--- Data for analysis Enclosed Below ---

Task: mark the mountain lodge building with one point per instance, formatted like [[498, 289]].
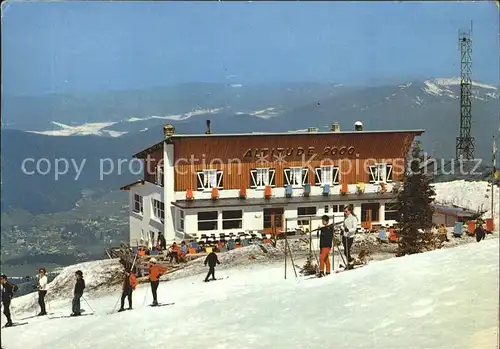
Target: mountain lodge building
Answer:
[[208, 185]]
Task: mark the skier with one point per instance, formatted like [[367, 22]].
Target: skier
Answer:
[[350, 226], [155, 271], [8, 290], [325, 245], [162, 243], [78, 293], [42, 290], [212, 261], [129, 284], [480, 233]]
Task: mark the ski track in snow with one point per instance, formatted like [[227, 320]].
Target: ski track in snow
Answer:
[[445, 298]]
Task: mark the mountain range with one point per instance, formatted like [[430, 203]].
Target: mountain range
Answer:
[[117, 124]]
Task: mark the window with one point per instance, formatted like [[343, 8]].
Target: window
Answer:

--- End of Enclosed Data for analysis ---

Assignment — All lines from the one containing "Target: ski track in snow" through the last line of the data must be set down exactly. No other lines belong in the answer.

Response to the task —
Target: ski track in snow
Answer:
[[445, 298]]
Task: mark the mountain range with one point per instance, formatted like [[430, 203]].
Target: mountain range
Answer:
[[117, 124]]
Task: mark the window with one point per instance, formatted like [[343, 8]].
Target: window
Answer:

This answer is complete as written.